What you have to do — Present each line of the rows below as a Markdown table with the columns "No." and "Line," numbering the lines in order and omitting any blank lines. Exclude the pictures from the answer.

Point annotations for photos —
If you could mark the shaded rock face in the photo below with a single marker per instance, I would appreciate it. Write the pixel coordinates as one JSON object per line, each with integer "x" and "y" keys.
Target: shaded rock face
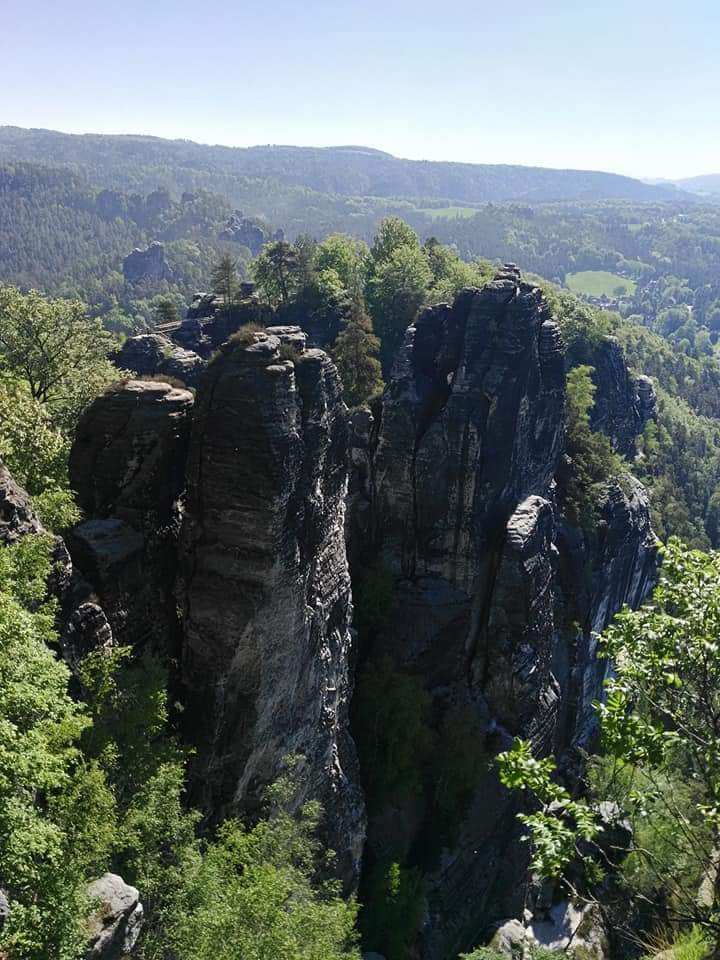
{"x": 250, "y": 232}
{"x": 147, "y": 265}
{"x": 117, "y": 921}
{"x": 209, "y": 324}
{"x": 150, "y": 354}
{"x": 495, "y": 595}
{"x": 17, "y": 518}
{"x": 265, "y": 586}
{"x": 127, "y": 466}
{"x": 623, "y": 404}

Answer to the task —
| No. | Line |
|---|---|
| 1 | If you could mark the shaded rock face in the photo below with a single marker per instance, I would appreciate it. Write the pixel coordinates as one JSON object per line, each with integer "x" and "y" keys. |
| 2 | Target: shaded rock face |
| 3 | {"x": 250, "y": 232} |
| 4 | {"x": 147, "y": 265} |
| 5 | {"x": 117, "y": 921} |
| 6 | {"x": 209, "y": 324} |
| 7 | {"x": 150, "y": 354} |
| 8 | {"x": 495, "y": 595} |
| 9 | {"x": 17, "y": 518} |
| 10 | {"x": 265, "y": 586} |
| 11 | {"x": 127, "y": 466} |
| 12 | {"x": 623, "y": 404} |